> _Supplied records_:
►
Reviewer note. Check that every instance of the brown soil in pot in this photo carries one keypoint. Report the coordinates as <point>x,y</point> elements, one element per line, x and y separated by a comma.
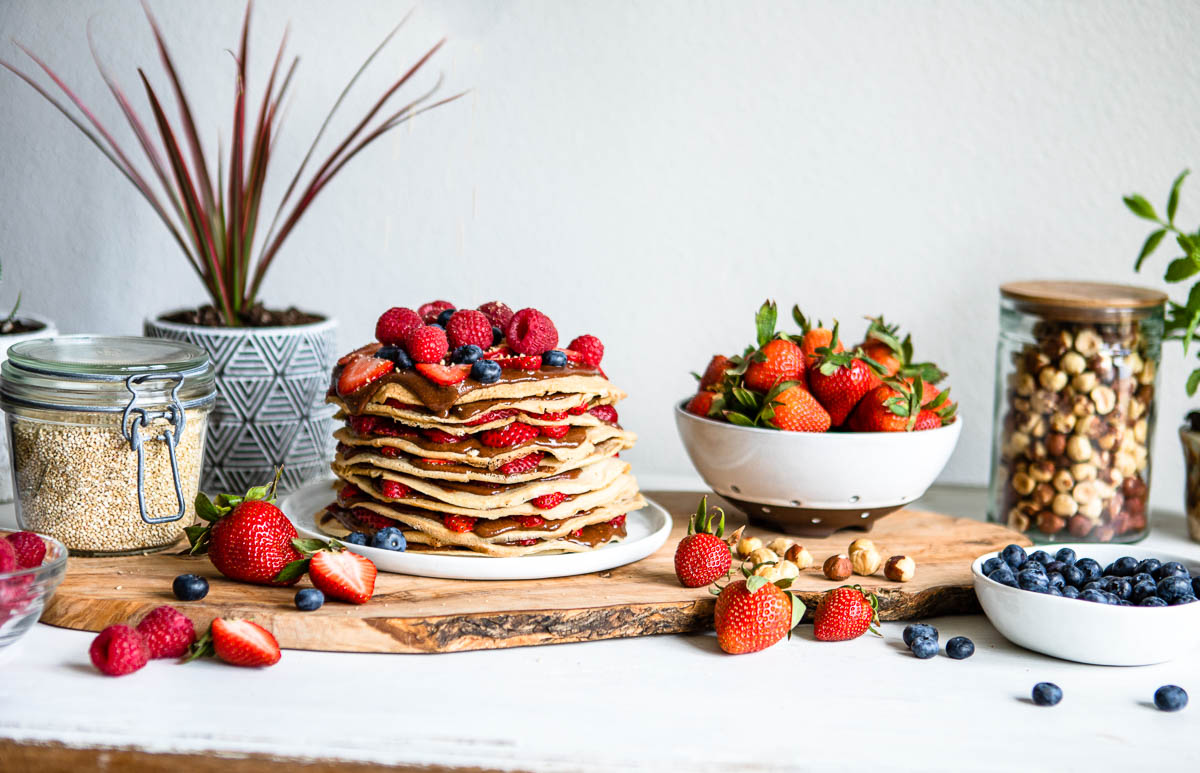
<point>257,316</point>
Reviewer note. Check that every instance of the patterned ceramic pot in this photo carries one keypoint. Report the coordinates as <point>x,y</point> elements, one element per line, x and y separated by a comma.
<point>49,330</point>
<point>270,407</point>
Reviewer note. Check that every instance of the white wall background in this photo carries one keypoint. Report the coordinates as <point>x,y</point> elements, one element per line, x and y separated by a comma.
<point>649,172</point>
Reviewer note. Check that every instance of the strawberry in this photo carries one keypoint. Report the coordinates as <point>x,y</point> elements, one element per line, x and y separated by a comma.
<point>444,375</point>
<point>246,538</point>
<point>395,324</point>
<point>702,556</point>
<point>797,411</point>
<point>753,615</point>
<point>167,633</point>
<point>846,612</point>
<point>549,501</point>
<point>238,642</point>
<point>779,360</point>
<point>508,436</point>
<point>361,371</point>
<point>701,403</point>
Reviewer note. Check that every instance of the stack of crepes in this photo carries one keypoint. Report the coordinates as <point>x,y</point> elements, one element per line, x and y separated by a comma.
<point>472,459</point>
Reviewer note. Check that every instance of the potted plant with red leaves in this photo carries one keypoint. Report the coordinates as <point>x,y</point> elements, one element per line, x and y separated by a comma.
<point>271,365</point>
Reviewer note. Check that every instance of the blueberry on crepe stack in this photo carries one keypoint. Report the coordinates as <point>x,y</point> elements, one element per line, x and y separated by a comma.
<point>474,433</point>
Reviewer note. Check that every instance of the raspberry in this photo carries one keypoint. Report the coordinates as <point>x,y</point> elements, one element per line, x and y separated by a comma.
<point>395,324</point>
<point>431,310</point>
<point>531,331</point>
<point>395,490</point>
<point>119,649</point>
<point>469,327</point>
<point>605,413</point>
<point>460,523</point>
<point>438,436</point>
<point>549,501</point>
<point>523,465</point>
<point>591,348</point>
<point>29,547</point>
<point>497,313</point>
<point>427,345</point>
<point>509,436</point>
<point>167,633</point>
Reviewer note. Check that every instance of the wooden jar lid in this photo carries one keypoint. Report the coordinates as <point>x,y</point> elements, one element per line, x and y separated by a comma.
<point>1083,300</point>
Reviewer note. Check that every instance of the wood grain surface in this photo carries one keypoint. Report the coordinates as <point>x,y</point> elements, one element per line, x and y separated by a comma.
<point>423,615</point>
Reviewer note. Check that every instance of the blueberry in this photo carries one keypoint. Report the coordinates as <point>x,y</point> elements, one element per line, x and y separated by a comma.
<point>1170,697</point>
<point>924,647</point>
<point>1171,569</point>
<point>389,538</point>
<point>1066,556</point>
<point>1003,576</point>
<point>1047,694</point>
<point>1033,581</point>
<point>1014,556</point>
<point>960,647</point>
<point>486,371</point>
<point>1170,588</point>
<point>397,355</point>
<point>309,599</point>
<point>190,587</point>
<point>916,630</point>
<point>1091,569</point>
<point>1073,575</point>
<point>1143,591</point>
<point>1147,565</point>
<point>466,354</point>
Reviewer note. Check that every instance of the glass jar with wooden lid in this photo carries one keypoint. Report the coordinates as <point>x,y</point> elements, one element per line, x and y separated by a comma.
<point>1077,365</point>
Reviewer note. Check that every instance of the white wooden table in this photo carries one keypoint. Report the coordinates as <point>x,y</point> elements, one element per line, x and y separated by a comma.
<point>655,703</point>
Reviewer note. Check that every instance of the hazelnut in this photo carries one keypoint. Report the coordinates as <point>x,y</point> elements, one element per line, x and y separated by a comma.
<point>865,562</point>
<point>779,545</point>
<point>747,545</point>
<point>762,556</point>
<point>838,567</point>
<point>900,569</point>
<point>799,556</point>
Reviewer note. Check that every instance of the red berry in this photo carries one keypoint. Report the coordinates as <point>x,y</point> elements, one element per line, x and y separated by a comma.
<point>167,633</point>
<point>497,313</point>
<point>469,327</point>
<point>531,331</point>
<point>119,649</point>
<point>521,466</point>
<point>508,436</point>
<point>395,324</point>
<point>549,501</point>
<point>431,310</point>
<point>589,347</point>
<point>427,345</point>
<point>461,523</point>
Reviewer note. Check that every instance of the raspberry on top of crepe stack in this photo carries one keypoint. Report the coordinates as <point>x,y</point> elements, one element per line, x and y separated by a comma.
<point>473,432</point>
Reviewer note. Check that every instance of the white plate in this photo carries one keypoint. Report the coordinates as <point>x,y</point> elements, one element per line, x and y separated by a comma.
<point>646,532</point>
<point>1087,631</point>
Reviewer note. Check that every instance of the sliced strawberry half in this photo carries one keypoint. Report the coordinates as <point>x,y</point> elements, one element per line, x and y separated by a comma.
<point>361,371</point>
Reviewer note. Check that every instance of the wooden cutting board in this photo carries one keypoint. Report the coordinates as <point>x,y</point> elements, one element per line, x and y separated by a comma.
<point>427,615</point>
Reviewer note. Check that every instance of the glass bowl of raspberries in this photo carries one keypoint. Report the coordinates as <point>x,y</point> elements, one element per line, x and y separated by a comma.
<point>31,567</point>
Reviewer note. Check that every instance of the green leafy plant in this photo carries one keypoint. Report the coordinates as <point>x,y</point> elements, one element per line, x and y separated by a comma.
<point>1181,318</point>
<point>217,223</point>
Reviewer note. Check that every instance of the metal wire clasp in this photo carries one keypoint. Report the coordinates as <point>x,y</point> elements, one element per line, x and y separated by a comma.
<point>142,418</point>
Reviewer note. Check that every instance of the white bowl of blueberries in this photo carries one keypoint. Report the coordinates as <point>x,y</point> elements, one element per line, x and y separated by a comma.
<point>1099,604</point>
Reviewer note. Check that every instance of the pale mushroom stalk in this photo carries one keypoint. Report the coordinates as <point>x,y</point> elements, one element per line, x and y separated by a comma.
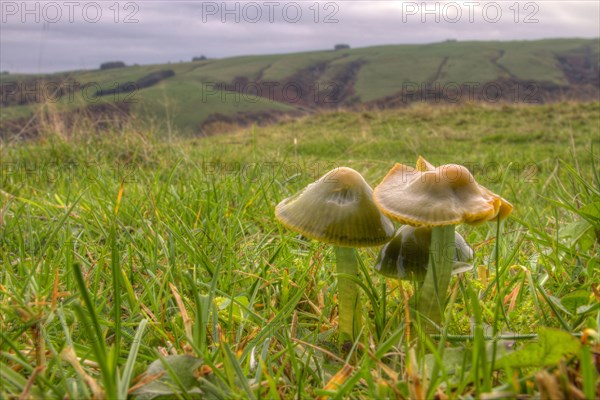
<point>439,198</point>
<point>431,300</point>
<point>349,304</point>
<point>338,209</point>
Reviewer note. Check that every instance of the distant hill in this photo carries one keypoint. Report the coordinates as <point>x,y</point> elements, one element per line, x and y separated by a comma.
<point>203,96</point>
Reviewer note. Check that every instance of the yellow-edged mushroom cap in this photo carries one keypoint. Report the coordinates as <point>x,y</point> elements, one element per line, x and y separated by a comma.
<point>429,196</point>
<point>337,209</point>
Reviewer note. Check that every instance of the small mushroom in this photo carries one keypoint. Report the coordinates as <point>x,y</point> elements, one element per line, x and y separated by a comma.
<point>338,209</point>
<point>406,256</point>
<point>439,198</point>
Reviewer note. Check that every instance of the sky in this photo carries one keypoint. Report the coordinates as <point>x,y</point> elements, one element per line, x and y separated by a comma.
<point>51,36</point>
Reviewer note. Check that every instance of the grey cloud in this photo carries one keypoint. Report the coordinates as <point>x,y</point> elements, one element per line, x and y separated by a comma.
<point>173,31</point>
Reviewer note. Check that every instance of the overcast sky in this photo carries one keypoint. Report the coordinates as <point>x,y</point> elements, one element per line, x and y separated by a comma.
<point>48,36</point>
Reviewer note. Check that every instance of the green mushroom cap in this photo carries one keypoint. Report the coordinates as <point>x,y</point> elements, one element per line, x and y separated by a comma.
<point>337,209</point>
<point>406,256</point>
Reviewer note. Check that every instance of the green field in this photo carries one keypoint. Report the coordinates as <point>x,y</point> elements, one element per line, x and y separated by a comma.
<point>189,98</point>
<point>121,248</point>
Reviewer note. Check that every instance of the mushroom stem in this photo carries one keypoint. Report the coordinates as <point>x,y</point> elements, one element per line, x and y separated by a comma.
<point>432,297</point>
<point>349,307</point>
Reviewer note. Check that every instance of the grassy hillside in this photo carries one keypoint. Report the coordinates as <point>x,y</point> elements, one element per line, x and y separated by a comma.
<point>200,92</point>
<point>118,249</point>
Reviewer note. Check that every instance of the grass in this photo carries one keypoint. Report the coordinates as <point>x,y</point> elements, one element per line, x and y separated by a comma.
<point>123,252</point>
<point>384,71</point>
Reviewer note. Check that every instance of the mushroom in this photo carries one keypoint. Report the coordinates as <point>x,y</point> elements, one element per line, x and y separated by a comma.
<point>338,209</point>
<point>406,256</point>
<point>439,198</point>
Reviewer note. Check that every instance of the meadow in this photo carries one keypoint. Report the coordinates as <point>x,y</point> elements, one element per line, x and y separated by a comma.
<point>139,264</point>
<point>186,100</point>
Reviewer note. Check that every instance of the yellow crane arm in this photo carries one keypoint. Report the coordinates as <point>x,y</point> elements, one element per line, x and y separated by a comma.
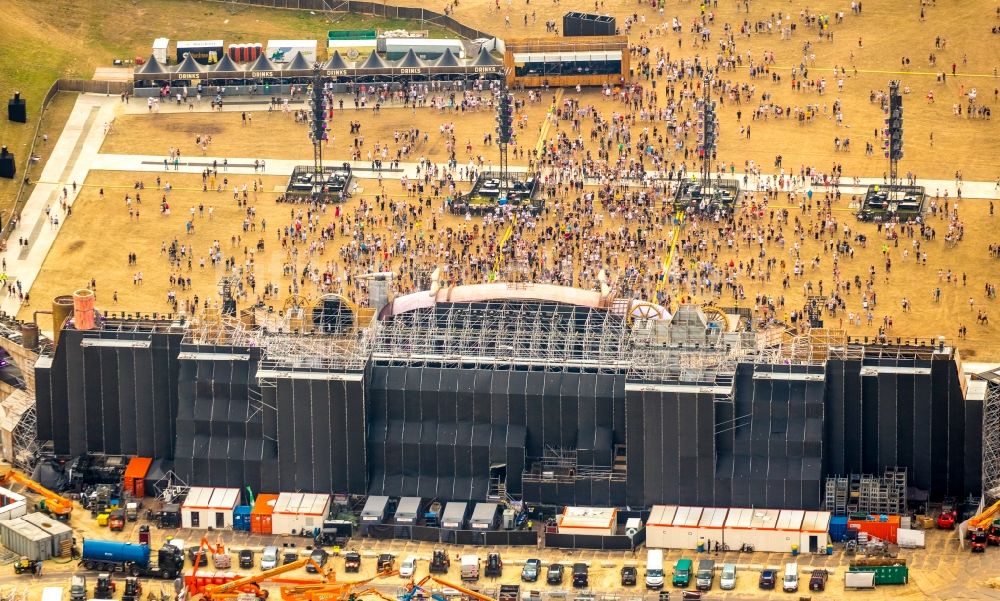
◄
> _Directions for this task_: Which of the lines above contain the word "stack"? Pick out each one and copy it in full.

> _Response to this task_:
Reviewer note. Check that every instance of the stack of crepes in this photo carries one keypoint. Report the coordinates as <point>x,y</point> elements, one element per line, x and y separated by a comma.
Reviewer note. Check that every instance of the blueberry on crepe stack in this photo carries one keypoint. Report the coordinates as <point>x,y</point> elements, one element per line, x and y separated by a comma.
Reviewer note. Check that every instance of the raspberry on top of crepe stack in this photo carries one keypoint. Report the coordinates as <point>x,y</point> elements, one element per line, x and y separated by a comma.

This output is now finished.